(Stored data entries)

'''

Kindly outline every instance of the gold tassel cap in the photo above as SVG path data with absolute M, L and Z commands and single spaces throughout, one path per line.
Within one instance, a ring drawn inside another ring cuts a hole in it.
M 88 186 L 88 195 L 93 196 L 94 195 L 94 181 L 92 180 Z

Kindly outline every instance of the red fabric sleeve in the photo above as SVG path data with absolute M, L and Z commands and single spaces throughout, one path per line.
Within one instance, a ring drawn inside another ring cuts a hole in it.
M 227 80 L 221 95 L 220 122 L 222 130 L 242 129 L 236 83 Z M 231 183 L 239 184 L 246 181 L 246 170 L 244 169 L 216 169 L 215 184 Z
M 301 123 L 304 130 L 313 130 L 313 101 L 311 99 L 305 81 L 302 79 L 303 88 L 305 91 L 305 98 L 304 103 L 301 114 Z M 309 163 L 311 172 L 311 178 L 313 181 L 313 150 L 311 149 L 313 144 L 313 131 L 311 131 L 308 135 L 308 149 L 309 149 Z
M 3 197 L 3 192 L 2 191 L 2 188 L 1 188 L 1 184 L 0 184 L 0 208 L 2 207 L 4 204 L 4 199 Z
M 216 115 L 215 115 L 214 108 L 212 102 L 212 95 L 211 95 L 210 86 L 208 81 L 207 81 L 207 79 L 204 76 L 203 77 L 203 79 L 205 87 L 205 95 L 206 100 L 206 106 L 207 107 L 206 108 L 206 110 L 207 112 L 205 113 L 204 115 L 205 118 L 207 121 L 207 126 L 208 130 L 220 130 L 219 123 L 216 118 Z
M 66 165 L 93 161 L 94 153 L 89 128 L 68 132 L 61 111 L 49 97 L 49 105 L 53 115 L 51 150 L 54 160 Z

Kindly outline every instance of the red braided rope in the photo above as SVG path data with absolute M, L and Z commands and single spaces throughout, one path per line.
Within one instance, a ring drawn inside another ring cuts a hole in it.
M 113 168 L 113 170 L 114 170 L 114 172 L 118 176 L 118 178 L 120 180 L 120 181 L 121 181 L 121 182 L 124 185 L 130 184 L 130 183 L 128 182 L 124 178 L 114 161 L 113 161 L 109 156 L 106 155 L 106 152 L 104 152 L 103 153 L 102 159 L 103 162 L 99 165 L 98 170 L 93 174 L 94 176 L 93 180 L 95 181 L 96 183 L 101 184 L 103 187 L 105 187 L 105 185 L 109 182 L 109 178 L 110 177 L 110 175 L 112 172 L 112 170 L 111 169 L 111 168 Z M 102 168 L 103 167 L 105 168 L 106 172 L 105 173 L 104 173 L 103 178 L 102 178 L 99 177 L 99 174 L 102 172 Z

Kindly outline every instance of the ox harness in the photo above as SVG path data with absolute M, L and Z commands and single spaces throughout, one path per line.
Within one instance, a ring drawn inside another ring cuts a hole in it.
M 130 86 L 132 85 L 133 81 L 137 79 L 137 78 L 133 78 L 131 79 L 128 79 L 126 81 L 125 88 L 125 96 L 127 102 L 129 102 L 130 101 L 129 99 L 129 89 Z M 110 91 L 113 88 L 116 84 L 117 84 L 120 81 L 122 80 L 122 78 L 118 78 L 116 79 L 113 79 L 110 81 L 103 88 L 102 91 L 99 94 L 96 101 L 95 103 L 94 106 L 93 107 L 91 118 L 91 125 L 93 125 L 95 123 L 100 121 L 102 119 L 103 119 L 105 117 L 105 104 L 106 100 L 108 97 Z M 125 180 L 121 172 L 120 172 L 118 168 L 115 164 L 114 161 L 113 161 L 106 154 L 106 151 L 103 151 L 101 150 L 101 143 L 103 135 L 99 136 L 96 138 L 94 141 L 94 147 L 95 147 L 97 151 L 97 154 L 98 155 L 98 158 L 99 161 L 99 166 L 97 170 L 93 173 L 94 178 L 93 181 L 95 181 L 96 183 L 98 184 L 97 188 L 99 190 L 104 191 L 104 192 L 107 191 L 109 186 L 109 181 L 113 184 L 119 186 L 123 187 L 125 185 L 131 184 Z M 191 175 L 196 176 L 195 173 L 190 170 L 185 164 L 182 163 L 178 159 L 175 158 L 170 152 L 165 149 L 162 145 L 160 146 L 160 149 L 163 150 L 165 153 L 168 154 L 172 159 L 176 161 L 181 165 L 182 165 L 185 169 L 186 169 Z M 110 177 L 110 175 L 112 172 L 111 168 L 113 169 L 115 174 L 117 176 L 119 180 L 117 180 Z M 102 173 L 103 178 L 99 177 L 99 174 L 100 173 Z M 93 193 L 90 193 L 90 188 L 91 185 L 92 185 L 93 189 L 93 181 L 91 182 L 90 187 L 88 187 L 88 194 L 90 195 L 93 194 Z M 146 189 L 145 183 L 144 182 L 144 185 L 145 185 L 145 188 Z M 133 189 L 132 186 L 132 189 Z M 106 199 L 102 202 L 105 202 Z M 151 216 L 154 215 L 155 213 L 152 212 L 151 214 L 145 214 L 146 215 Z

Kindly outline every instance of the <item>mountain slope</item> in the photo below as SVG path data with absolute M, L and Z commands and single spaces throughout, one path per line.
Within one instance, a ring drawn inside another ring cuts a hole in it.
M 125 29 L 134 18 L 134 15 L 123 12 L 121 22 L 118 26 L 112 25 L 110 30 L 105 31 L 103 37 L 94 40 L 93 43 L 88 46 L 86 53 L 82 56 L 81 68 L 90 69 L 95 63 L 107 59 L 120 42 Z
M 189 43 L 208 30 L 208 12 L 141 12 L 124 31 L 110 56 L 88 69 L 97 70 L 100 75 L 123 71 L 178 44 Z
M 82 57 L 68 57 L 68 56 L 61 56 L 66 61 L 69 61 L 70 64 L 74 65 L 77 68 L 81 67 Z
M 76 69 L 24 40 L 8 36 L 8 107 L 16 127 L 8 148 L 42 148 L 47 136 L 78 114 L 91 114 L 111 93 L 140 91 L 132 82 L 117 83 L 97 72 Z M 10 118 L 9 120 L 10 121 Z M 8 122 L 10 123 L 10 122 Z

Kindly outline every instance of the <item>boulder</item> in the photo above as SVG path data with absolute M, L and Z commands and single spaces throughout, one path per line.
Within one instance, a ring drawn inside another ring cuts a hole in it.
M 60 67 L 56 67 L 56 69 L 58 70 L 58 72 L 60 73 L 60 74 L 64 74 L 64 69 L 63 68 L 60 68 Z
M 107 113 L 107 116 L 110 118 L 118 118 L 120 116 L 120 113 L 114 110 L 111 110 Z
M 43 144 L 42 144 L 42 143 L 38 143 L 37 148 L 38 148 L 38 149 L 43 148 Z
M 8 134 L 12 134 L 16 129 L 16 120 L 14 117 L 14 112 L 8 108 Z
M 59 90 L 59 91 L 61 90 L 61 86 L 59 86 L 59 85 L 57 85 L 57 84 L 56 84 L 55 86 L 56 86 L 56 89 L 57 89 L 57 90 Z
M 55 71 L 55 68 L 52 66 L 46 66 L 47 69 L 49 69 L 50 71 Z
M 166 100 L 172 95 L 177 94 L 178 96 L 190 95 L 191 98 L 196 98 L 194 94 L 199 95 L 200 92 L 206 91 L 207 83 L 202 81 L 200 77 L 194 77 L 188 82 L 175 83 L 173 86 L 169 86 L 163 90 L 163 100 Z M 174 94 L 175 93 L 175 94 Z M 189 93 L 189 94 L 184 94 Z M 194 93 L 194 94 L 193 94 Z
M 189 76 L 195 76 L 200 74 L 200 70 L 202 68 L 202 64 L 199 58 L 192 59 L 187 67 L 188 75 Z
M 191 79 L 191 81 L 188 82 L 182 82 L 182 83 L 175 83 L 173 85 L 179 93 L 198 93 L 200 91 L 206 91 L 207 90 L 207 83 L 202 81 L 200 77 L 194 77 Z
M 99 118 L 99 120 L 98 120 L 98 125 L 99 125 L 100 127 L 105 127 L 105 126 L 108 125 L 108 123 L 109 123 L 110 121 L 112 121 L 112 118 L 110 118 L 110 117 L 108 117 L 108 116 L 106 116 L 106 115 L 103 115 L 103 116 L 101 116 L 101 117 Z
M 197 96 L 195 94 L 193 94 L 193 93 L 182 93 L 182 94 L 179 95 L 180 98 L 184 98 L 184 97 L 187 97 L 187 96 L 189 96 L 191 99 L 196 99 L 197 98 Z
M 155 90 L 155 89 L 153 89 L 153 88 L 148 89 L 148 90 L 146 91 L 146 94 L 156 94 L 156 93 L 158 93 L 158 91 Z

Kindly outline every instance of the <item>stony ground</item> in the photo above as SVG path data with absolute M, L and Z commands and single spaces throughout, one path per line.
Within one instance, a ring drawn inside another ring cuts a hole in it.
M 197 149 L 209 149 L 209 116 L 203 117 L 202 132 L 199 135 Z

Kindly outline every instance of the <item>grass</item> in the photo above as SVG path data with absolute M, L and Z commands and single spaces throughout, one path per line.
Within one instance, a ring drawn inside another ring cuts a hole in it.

'''

* _Work to be completed_
Write out, with no changes, the lines of the entries from the line containing "Kindly outline every instance of the <item>grass</item>" through the end of the entries, including both.

* _Exercise response_
Kindly outline every instance of the <item>grass</item> in the photo above as SVG path data with absolute M, L and Z commands and single spaces throughout, one path per line.
Within one instance, a ring drawn inside another ring cuts a hole in it.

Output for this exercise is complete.